* Your task: In the school conversation below, Ginger says resilience "has to be" made in several ways. List each one.

Ginger: It feels counterintuitive, but we have enough research now that it is indisputable.
Robyn: Yes. Completely,
And more and more people are doing it now too. So that makes it feel, you know, safer and more normal. But yes, it is absolutely indisputable.
Robyn: It is. I was just working with a group the other week and they were like, “Well, do you have the research on like recess? Because I'm pretty. I'm pretty rigid about like, I will go to bat for a kid who's losing recess at school.” And like, we'll do the research. I'm like, You really just have to type into Google. Yeah, it would just it's so prolific at this point, the amount of peer-reviewed research thats available for both of these, you know, connection in the classroom, as well as like recess and movement. And I want to circle back real quick to this exercise you talked about, because about the schools identifying which kids don't easily have, you know, teacher eyeballs on them, whether that's like a new kid or a kid who, you know, some kids are a little harder to like, I mean, that's just reality. I love this idea of like de-shaming it for the educators and also turning it into a team experience, right? Like for each individual teacher, it doesn't have to be all on me. I know there's this team, and nobody's judging me, because maybe I struggled to connect with this kid. But that person struggles to connect with that kid, no shame, no blame. We're just here to help each other and like, turn to where the resources are. Which feels like a way the school is really kind of cultivating this experience of health safety for the educators.
Ginger: Yeah, it goes back to this whole concept of if we take care of the principal, she will take care of the teachers, and then the teachers will take care of the kids. Yeah, that's it. It's not always intuitive to do that. We always just focus on the kids, which we should. But how we do that is through the adults in their life. How we build resilience is we're not born resilient, it doesn't come automatically. It has to be built, created scaffolded, modeled, practiced, it's all about who is surrounding the child. It's the adults that create those buffer relationships. And at school, there are so many opportunities for buffer relationships. It can be anybody in the lunch room, it can be any custodian in the hall, it can be the bus driver, it can be anyone who just can help that child know that they are needed and seen and welcomed and that we miss you when you are gone.

* Supplied material:
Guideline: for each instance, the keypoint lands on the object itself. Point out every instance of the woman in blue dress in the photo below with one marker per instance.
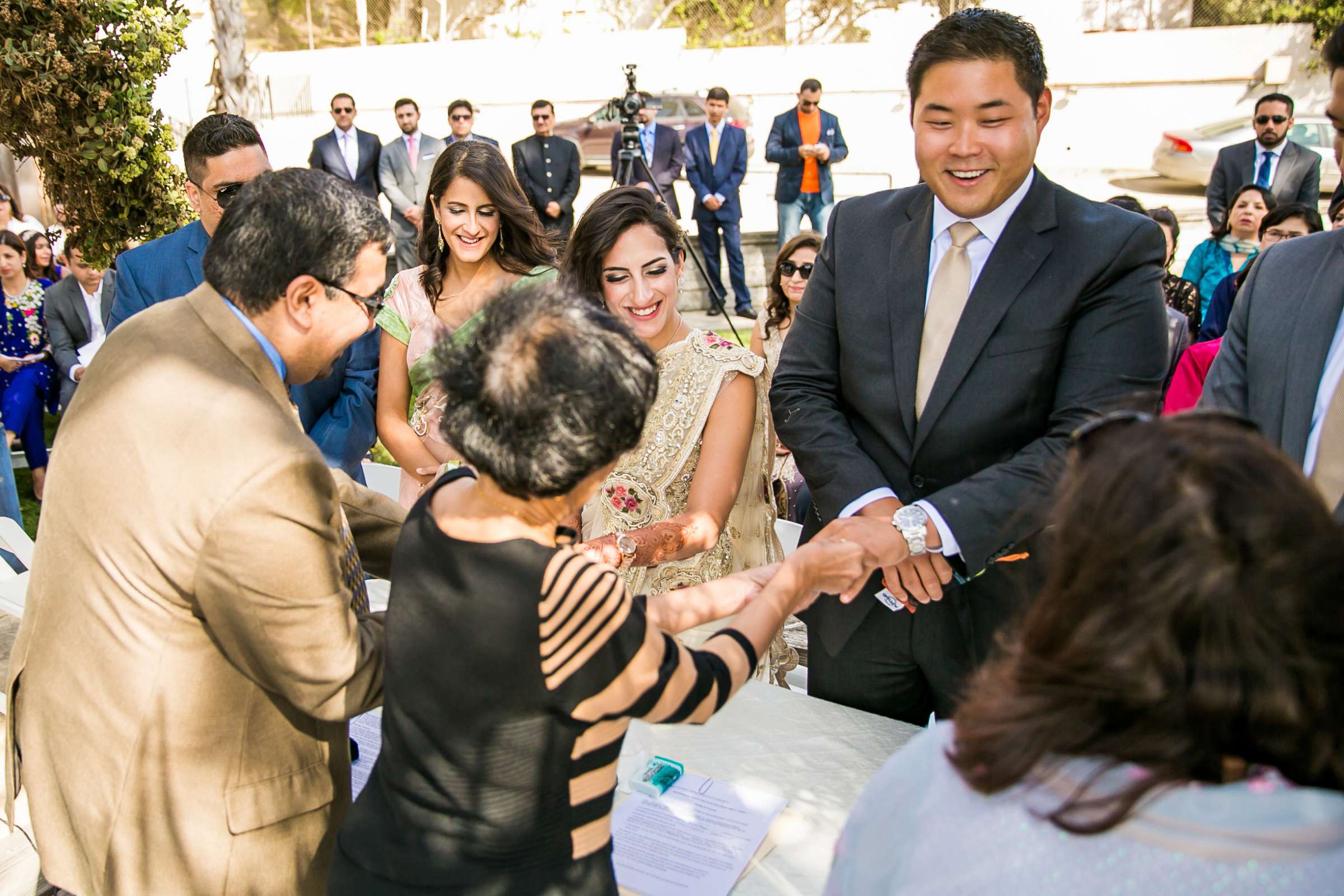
(26, 375)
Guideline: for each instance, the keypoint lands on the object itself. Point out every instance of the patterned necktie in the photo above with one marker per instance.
(946, 301)
(351, 570)
(1262, 175)
(1328, 473)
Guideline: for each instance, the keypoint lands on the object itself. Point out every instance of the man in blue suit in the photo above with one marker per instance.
(805, 142)
(716, 164)
(222, 153)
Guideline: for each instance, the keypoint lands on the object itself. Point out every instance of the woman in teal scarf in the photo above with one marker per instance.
(1233, 244)
(480, 240)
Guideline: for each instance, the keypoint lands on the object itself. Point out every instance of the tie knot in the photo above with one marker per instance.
(963, 233)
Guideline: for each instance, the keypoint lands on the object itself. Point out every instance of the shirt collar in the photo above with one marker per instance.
(267, 346)
(992, 225)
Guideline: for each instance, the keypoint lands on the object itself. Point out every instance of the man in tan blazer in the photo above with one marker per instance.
(193, 645)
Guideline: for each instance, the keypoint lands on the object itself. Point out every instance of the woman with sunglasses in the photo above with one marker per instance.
(480, 240)
(1231, 245)
(1170, 715)
(788, 281)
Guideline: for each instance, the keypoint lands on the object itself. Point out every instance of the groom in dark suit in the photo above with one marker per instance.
(952, 338)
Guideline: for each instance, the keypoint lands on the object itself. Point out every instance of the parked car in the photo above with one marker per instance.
(1190, 155)
(680, 110)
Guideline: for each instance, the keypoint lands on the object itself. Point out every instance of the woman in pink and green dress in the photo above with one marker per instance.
(480, 240)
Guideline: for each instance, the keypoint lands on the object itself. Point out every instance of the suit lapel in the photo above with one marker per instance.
(1314, 331)
(908, 278)
(1011, 265)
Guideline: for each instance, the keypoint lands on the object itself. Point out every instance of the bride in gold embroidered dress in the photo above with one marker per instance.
(664, 517)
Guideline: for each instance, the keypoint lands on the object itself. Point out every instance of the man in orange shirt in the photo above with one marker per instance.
(805, 142)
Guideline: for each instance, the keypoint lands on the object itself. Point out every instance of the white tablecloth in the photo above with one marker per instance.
(818, 754)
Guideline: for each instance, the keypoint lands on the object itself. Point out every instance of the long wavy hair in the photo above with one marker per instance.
(1191, 617)
(776, 302)
(522, 245)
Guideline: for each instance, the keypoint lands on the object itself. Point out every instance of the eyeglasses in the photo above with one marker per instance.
(373, 304)
(223, 197)
(1085, 437)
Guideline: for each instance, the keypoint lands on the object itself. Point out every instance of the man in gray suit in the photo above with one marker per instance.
(1272, 160)
(77, 311)
(404, 170)
(1282, 356)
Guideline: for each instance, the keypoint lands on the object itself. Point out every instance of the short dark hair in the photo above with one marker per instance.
(1128, 203)
(605, 221)
(1289, 211)
(1276, 97)
(549, 390)
(1190, 614)
(214, 136)
(1164, 216)
(1226, 227)
(288, 223)
(980, 34)
(1332, 53)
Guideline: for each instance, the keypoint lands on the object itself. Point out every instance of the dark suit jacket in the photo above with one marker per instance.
(1298, 176)
(337, 412)
(548, 169)
(783, 146)
(1066, 320)
(69, 324)
(724, 176)
(1273, 354)
(669, 159)
(326, 156)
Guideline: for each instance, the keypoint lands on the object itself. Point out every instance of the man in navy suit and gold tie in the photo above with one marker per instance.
(716, 164)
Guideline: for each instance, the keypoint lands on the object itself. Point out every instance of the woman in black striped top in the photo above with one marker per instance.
(514, 662)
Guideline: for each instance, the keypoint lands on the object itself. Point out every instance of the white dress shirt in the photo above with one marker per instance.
(96, 329)
(1276, 155)
(991, 227)
(348, 144)
(1324, 393)
(710, 130)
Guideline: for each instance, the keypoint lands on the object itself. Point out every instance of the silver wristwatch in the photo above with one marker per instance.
(912, 521)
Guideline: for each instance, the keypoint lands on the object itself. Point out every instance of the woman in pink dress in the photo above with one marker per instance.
(480, 240)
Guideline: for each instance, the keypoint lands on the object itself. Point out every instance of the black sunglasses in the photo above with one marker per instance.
(373, 304)
(1085, 437)
(222, 197)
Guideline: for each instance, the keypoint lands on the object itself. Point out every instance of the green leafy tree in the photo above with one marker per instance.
(77, 89)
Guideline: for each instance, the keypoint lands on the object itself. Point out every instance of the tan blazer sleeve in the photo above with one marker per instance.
(375, 521)
(269, 587)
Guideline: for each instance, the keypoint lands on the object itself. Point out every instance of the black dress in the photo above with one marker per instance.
(512, 672)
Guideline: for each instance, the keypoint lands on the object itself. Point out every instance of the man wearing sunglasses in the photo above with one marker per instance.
(1272, 160)
(222, 153)
(346, 151)
(548, 169)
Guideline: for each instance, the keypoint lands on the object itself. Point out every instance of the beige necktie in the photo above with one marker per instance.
(946, 301)
(1328, 473)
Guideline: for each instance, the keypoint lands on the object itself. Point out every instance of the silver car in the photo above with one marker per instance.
(1190, 155)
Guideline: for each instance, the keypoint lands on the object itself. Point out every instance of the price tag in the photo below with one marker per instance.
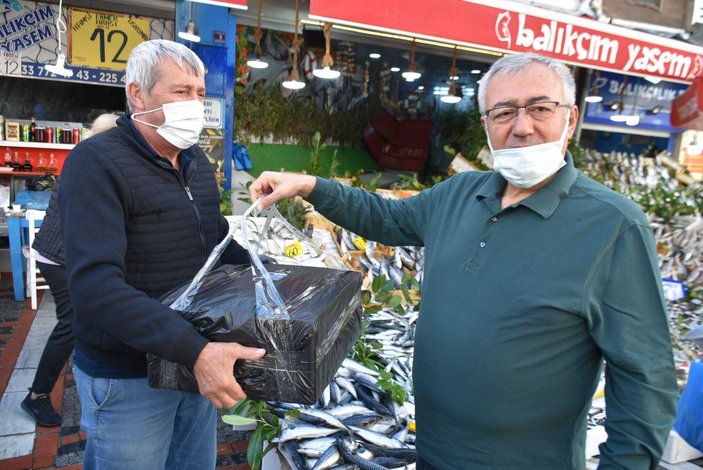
(293, 250)
(360, 243)
(10, 63)
(102, 39)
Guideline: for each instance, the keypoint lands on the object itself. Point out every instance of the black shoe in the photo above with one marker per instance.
(41, 410)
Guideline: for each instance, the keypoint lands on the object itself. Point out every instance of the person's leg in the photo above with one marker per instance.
(60, 344)
(194, 443)
(56, 352)
(127, 423)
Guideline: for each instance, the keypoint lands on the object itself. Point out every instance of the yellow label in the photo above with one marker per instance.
(360, 243)
(293, 250)
(102, 39)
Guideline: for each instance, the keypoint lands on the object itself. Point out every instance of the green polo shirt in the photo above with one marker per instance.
(519, 308)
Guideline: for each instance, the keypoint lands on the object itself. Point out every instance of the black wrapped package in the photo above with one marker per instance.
(306, 340)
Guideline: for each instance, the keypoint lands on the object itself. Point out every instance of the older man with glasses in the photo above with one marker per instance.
(535, 276)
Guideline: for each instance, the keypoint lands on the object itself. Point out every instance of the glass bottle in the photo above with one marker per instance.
(27, 162)
(32, 129)
(41, 164)
(52, 163)
(16, 165)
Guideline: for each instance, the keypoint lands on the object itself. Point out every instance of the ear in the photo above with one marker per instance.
(136, 95)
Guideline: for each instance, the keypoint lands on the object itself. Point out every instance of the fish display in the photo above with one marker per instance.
(356, 424)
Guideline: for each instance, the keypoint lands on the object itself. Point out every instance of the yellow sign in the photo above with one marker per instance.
(102, 39)
(360, 243)
(293, 250)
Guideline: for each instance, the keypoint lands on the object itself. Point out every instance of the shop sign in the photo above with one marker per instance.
(102, 39)
(239, 4)
(504, 26)
(213, 113)
(10, 63)
(29, 40)
(687, 109)
(650, 102)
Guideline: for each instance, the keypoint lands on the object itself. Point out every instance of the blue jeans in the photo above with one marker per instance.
(131, 425)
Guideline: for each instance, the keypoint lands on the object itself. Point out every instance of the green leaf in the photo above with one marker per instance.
(237, 420)
(255, 449)
(373, 309)
(406, 294)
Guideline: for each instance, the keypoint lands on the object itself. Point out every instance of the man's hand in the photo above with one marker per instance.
(214, 370)
(276, 186)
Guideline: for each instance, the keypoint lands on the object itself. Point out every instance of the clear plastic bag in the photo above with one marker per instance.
(307, 318)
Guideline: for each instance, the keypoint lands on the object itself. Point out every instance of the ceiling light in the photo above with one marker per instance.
(294, 82)
(191, 33)
(453, 97)
(59, 68)
(257, 63)
(450, 99)
(632, 120)
(412, 74)
(326, 71)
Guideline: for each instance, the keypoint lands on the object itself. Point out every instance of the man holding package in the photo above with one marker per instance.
(534, 274)
(140, 215)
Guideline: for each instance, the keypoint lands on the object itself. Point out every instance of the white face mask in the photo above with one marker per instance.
(183, 122)
(526, 167)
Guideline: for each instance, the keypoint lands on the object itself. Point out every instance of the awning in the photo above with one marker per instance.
(687, 109)
(505, 26)
(240, 4)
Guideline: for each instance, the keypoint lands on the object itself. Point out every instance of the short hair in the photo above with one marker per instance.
(144, 60)
(517, 62)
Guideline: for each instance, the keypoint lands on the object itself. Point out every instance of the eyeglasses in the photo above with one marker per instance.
(541, 111)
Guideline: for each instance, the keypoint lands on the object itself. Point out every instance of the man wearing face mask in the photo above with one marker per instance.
(534, 275)
(140, 214)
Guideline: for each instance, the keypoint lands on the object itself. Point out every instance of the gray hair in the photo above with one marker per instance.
(145, 58)
(515, 63)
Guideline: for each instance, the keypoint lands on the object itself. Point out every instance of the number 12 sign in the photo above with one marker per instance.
(102, 39)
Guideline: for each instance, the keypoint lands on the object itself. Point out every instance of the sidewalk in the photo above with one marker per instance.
(23, 445)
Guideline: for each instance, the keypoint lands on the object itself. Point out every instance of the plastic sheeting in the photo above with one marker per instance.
(307, 318)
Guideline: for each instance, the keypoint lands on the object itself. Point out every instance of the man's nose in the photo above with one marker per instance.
(523, 123)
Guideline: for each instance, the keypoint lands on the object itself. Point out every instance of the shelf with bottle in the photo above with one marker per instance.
(32, 161)
(34, 131)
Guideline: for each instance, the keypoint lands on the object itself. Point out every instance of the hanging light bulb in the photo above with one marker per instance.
(191, 32)
(59, 68)
(452, 97)
(294, 83)
(326, 71)
(412, 74)
(257, 63)
(594, 97)
(620, 117)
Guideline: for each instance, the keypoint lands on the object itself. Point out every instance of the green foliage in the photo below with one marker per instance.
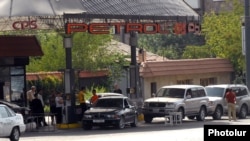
(47, 84)
(89, 52)
(170, 46)
(223, 34)
(195, 52)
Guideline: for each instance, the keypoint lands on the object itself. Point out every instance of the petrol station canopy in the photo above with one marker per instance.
(53, 14)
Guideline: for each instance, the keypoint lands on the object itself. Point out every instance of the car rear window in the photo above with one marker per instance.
(171, 92)
(215, 91)
(114, 102)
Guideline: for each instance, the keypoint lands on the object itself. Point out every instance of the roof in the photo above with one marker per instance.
(184, 86)
(185, 67)
(12, 8)
(19, 46)
(125, 49)
(162, 9)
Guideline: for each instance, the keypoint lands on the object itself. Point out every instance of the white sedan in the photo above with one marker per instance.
(11, 123)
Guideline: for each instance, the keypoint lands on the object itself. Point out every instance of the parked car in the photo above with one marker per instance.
(103, 94)
(218, 104)
(190, 100)
(25, 111)
(11, 123)
(117, 111)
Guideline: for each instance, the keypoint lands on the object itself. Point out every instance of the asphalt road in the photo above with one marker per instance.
(189, 130)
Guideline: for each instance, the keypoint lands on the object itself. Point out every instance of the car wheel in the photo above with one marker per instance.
(182, 113)
(121, 123)
(243, 112)
(148, 119)
(202, 114)
(87, 126)
(217, 113)
(134, 123)
(15, 134)
(191, 117)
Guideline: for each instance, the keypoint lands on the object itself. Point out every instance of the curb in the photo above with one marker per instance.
(78, 125)
(68, 126)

* Output: built, created, scaffolded, modeled, practiced